What to do
A. Using the restated articles of incorporation, decide whether each statement agrees with them: (i) the corporation is named Ikonics Corporation; (ii) the corporation may act as an agent in the rental and management of real estate; (iii) the corporation's purposes are limited to the activities listed. For each, answer yes or no and quote the deciding words.
B. Return, without any change, the part of the rows that opens with the line containing "# for each instance of the white speckled" and runs through the end of the rows, with both ends included.

Page
———
EXHIBIT 3.1


                              IKONICS CORPORATION
                       RESTATED ARTICLES OF INCORPORATION


                                    ARTICLE 1
                                      NAME

                  1.1 The name of this corporation shall be Ikonics Corporation.

                                    ARTICLE 2
                                     PURPOSE

                  2.1 The purpose of this corporation shall be general business
         purposes including, but not limited to, the following:

                  a. To acquire, and pay for in cash, stock or bonds of this
         corporation, or otherwise, the goodwill, rights, assets and property,
         and to undertake and assume the whole or any part of the obligations or
         liabilities of any person, firm, association or corporation.

                  b. To acquire, by purchase or otherwise, and to own, hold,
         improve, lease, let, mortgage, pledge, plat, sell, assign, transfer,
         convey, manage and deal in and exercise all rights of ownership over
         any and all kinds of real and personal property whatsoever, wherever
         situated; to act as principal or agent in the rental and management of
         real estate and other property.
———
Records supplied
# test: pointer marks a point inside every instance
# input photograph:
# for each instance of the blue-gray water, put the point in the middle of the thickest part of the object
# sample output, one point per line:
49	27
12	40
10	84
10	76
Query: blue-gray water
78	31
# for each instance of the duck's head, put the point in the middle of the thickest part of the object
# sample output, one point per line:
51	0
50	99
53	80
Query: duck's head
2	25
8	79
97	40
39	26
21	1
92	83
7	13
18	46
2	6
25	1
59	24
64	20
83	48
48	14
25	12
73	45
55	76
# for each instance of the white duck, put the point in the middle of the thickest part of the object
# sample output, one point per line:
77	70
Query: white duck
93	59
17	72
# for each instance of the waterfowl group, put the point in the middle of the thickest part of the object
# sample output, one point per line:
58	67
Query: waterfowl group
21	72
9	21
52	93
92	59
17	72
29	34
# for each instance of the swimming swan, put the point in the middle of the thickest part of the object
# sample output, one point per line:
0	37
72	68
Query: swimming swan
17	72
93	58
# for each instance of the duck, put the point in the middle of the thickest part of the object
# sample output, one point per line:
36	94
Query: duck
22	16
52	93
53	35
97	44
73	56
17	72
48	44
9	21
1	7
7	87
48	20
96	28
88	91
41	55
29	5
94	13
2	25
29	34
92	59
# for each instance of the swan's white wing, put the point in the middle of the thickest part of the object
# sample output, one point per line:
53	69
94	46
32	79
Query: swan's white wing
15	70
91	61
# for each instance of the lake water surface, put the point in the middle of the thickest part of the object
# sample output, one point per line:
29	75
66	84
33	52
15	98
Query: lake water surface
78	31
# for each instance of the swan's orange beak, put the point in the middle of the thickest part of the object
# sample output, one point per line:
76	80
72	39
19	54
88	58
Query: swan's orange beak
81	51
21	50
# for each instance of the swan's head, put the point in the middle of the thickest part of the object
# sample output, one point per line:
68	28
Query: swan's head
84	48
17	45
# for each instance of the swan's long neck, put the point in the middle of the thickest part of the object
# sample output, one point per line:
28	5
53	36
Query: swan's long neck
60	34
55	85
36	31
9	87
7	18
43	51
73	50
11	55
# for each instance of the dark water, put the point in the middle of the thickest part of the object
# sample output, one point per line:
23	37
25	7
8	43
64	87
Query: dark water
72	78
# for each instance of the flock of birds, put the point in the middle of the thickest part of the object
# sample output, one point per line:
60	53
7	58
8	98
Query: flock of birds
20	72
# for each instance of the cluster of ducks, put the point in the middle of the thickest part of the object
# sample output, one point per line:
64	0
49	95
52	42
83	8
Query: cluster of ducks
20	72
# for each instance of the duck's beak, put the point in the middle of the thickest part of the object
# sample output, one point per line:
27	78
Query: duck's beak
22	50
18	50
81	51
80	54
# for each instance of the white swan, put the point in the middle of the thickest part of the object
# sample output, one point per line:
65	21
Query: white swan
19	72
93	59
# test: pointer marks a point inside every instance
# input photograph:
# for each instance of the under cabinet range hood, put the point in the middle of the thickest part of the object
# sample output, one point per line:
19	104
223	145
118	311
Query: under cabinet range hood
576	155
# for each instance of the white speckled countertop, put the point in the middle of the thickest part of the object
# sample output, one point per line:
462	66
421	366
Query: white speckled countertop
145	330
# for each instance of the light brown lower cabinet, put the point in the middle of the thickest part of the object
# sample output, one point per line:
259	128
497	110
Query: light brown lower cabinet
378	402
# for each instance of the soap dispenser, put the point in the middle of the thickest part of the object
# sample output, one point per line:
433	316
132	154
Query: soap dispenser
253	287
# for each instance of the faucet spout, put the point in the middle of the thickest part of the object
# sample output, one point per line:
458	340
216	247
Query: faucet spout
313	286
———
In response
A.
(i) Yes: "The name of this corporation shall be Ikonics Corporation."
(ii) Yes: "to act as principal or agent in the rental and management of real estate and other property."
(iii) No: "general business purposes including, but not limited to, the following"

B.
# for each instance of the white speckled countertop, put the point in the middle of the thickest part of the object
# sample output, one point per line:
462	66
421	366
Query: white speckled countertop
145	330
# for each instance of the light brown lower cabinet, put the point in the middle of the thickest part of the object
# sample output, one point per line:
259	128
497	110
Query: light brown lower cabinet
378	402
# for each instance of the soap dispenser, put the point in the middle of the thickest part of the object
# sample output, one point per line:
433	316
132	154
Query: soap dispenser
253	287
# for each instance of the faucet spout, put the point in the middle of the thickest part of the object
# sample output, one point per line:
458	340
216	247
Query: faucet spout
313	286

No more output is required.